### Job
Reproduce the part of the items that opens with the line containing "sideboard side panel ->" and closes with the final line of the items, substituting "wall niche" for "wall panel" and keeping everything else unchanged.

-- START OF Recorded information --

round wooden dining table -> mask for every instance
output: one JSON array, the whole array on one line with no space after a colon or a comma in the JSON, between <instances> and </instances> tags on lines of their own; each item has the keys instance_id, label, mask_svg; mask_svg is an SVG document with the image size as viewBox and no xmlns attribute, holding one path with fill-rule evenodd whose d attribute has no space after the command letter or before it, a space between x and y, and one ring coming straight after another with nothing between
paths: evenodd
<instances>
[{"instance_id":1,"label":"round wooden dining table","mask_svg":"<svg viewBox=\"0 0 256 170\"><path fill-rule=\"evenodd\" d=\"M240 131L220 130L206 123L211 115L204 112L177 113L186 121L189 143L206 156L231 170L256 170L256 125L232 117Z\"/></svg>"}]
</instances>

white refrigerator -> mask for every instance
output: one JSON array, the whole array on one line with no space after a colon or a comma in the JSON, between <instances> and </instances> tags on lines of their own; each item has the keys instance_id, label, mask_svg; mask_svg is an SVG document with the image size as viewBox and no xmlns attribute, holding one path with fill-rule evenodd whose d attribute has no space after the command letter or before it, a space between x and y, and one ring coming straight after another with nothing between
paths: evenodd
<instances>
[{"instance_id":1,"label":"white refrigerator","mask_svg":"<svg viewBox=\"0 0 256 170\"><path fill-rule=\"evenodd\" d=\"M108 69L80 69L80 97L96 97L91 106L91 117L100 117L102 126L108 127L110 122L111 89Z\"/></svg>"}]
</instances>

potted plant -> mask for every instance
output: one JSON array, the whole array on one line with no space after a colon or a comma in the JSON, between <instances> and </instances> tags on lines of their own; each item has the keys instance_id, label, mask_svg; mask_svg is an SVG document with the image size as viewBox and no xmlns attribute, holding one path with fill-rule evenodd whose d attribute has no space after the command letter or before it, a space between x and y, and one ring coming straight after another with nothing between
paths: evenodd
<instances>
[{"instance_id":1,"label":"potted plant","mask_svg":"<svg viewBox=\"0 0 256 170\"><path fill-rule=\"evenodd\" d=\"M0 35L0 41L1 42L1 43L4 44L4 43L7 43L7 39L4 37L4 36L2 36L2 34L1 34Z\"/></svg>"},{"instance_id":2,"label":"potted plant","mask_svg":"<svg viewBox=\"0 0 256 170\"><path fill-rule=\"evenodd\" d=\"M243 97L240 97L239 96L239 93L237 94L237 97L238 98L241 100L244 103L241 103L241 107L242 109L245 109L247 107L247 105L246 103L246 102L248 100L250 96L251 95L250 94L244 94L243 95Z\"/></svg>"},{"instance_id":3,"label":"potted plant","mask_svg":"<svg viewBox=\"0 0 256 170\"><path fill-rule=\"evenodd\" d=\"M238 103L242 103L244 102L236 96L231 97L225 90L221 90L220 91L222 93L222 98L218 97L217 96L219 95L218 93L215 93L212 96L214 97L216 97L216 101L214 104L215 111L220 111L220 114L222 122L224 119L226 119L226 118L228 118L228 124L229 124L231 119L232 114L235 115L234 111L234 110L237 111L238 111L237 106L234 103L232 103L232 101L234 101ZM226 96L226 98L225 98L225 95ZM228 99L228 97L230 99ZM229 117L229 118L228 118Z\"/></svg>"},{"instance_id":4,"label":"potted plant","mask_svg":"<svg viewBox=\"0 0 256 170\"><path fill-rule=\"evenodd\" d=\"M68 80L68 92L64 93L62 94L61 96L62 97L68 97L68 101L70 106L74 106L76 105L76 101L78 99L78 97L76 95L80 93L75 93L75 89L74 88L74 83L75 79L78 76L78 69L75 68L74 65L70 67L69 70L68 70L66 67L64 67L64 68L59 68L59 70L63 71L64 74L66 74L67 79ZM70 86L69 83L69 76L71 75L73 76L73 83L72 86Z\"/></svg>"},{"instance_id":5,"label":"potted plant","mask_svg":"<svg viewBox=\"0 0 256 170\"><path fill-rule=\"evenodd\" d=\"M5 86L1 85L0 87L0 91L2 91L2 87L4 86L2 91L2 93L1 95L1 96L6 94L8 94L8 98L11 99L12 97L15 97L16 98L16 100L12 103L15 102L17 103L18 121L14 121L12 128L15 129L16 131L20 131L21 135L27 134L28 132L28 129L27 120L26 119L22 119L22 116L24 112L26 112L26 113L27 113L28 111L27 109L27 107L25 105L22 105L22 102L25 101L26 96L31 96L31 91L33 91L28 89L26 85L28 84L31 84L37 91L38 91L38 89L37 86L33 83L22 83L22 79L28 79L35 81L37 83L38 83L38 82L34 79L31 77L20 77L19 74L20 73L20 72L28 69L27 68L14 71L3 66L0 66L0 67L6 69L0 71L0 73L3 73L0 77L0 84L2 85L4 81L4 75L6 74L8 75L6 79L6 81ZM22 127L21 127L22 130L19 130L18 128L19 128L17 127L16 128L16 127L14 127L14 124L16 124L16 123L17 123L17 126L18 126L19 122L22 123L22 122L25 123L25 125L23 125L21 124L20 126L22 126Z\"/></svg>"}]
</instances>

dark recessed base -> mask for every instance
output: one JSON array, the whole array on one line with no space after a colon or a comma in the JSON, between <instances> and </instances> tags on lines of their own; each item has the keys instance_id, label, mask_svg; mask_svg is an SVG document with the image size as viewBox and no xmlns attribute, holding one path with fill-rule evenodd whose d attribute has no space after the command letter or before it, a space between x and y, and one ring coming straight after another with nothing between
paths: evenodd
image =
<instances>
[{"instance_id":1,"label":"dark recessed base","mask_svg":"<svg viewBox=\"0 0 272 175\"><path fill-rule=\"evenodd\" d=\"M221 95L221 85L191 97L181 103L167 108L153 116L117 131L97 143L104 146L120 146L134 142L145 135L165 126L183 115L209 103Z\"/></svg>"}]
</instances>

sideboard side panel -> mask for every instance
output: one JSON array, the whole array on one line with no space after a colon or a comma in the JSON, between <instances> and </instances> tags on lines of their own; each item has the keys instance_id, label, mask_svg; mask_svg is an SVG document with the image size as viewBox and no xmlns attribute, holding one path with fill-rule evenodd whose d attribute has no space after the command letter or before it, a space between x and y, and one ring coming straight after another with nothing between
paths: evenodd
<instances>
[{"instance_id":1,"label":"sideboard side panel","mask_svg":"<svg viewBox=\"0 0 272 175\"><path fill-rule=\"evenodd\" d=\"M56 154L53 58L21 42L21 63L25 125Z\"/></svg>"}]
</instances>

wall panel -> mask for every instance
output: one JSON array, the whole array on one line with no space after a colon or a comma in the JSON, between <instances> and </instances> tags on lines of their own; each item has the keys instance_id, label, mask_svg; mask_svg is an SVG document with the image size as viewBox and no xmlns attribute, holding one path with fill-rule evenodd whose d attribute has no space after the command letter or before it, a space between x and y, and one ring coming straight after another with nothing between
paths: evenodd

-- END OF Recorded information --

### Exercise answer
sideboard side panel -> mask for every instance
output: one JSON array, the whole array on one line with no space after a colon or a comma in the JSON, between <instances> and </instances> tags on lines of their own; each item has the keys instance_id, label, mask_svg; mask_svg is an SVG document with the image size as viewBox and no xmlns attribute, holding one path with fill-rule evenodd whose d attribute has no space after the command letter or before it, a space between x and y, and one ring coming straight after another with nothing between
paths: evenodd
<instances>
[{"instance_id":1,"label":"sideboard side panel","mask_svg":"<svg viewBox=\"0 0 272 175\"><path fill-rule=\"evenodd\" d=\"M56 154L53 58L21 42L21 63L25 125Z\"/></svg>"}]
</instances>

wall niche -> mask for every instance
output: one JSON array, the whole array on one line with no space after a colon or a comma in the JSON, between <instances> and </instances> tags on lines of their own; each item has the keys instance_id, label, mask_svg; mask_svg is an SVG document with the image size as viewBox and no xmlns attribute, holding one path with fill-rule evenodd whose d attribute has no space after the command letter or before it, a space between x and y, and one ring coming straight after another with nothing between
paths: evenodd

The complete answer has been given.